### [What you need to do]
In the data that follows, count each line holding the string "below"; answer with the number only.

───── Records for this task

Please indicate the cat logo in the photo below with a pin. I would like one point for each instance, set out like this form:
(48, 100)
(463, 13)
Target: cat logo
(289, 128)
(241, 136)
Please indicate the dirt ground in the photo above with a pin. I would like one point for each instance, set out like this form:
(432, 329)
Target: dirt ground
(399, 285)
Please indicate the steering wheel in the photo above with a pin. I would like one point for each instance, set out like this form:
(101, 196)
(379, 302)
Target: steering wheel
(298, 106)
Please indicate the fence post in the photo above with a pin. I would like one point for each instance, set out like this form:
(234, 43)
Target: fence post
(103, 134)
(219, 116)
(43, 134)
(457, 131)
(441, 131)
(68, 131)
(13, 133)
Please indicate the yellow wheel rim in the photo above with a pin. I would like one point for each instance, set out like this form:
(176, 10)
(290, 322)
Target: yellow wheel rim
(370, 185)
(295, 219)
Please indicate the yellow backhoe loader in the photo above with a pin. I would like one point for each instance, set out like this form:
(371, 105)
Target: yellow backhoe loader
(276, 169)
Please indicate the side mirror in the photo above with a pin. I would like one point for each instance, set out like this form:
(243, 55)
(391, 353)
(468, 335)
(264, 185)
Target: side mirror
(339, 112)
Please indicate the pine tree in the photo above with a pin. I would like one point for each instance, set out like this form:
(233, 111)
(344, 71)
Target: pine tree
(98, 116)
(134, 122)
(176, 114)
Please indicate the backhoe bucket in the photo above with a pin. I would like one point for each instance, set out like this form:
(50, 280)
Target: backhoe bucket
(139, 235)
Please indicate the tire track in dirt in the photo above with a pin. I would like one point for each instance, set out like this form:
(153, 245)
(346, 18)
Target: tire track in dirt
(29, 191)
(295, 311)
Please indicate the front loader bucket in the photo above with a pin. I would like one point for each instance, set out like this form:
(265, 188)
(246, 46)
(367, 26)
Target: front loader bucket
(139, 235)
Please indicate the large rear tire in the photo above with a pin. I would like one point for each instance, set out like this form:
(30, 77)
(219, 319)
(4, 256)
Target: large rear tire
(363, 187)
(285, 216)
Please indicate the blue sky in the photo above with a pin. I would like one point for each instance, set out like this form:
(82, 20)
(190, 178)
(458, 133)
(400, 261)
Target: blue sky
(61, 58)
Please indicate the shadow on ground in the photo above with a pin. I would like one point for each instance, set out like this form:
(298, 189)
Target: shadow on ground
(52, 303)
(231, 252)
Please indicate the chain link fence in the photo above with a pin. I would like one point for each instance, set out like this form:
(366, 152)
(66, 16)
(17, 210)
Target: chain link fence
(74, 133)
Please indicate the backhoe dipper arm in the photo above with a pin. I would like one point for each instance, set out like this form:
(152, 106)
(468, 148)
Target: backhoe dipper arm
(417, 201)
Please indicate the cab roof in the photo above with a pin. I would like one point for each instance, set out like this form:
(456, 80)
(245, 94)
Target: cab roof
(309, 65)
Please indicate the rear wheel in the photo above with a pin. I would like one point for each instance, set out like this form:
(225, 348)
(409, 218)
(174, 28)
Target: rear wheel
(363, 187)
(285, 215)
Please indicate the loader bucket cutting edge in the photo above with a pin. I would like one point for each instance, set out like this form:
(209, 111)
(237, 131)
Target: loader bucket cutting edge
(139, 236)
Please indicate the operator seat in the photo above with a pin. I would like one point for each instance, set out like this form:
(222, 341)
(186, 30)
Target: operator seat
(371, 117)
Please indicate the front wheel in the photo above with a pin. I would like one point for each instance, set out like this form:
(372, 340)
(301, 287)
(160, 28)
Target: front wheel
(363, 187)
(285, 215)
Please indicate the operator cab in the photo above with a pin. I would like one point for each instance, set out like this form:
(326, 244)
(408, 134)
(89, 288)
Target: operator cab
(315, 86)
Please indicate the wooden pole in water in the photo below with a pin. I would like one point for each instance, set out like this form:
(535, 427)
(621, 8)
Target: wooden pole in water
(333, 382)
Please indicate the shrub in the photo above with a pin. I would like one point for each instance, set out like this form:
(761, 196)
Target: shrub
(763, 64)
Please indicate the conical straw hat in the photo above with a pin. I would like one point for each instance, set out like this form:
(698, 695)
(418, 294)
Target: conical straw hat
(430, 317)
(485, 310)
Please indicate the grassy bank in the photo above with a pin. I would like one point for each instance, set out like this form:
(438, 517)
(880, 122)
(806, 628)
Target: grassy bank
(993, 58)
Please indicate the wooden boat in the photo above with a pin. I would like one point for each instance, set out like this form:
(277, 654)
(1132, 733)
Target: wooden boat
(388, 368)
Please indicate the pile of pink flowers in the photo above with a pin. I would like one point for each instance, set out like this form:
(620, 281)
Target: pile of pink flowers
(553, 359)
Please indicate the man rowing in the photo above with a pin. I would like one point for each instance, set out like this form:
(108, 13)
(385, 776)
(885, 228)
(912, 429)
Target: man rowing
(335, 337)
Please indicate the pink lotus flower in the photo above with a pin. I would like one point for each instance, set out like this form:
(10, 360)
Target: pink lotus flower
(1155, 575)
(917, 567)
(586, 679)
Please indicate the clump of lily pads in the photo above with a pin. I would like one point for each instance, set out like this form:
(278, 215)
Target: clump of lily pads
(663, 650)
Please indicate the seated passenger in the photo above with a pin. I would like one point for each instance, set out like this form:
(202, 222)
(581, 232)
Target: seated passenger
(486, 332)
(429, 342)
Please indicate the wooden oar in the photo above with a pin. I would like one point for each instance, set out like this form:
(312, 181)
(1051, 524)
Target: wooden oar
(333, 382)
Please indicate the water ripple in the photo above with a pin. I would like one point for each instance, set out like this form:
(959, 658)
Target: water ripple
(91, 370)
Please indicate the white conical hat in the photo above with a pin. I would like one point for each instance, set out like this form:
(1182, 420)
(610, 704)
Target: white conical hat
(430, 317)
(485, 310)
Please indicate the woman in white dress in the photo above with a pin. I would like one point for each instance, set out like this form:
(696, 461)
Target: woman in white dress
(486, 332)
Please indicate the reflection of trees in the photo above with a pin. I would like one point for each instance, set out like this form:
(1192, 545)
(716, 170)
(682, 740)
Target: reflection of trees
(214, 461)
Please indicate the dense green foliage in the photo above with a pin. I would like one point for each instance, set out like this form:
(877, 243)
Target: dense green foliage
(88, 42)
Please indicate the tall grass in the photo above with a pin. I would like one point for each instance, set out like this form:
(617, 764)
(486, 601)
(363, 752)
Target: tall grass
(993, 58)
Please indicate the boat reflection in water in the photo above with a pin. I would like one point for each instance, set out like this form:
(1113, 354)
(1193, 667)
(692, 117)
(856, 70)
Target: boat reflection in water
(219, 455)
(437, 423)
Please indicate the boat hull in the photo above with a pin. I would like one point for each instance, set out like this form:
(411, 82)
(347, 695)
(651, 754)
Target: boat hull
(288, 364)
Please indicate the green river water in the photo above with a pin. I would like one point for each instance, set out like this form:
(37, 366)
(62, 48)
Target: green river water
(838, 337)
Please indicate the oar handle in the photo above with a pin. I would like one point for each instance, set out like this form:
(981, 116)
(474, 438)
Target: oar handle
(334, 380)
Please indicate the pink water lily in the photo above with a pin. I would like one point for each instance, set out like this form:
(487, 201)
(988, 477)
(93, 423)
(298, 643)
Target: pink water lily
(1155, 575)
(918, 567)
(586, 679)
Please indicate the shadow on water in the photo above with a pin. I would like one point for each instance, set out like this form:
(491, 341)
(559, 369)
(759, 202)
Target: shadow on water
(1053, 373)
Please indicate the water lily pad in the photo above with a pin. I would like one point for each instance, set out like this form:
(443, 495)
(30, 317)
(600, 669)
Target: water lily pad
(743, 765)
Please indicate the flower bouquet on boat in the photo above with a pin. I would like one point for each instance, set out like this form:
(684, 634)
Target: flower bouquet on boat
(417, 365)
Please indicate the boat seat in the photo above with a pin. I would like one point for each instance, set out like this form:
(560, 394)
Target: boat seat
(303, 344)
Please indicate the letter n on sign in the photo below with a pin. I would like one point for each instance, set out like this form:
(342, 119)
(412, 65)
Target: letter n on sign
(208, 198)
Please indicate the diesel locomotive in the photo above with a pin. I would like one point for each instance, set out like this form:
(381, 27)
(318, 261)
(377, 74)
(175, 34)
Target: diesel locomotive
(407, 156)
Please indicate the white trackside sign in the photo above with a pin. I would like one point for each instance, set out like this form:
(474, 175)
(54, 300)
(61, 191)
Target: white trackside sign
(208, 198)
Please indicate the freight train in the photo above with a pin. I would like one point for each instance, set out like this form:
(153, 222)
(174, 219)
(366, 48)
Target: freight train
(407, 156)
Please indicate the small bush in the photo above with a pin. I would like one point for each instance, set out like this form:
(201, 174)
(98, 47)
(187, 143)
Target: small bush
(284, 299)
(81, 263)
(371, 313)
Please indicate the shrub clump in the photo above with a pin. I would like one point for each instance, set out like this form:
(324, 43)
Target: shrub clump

──────────

### [Your response]
3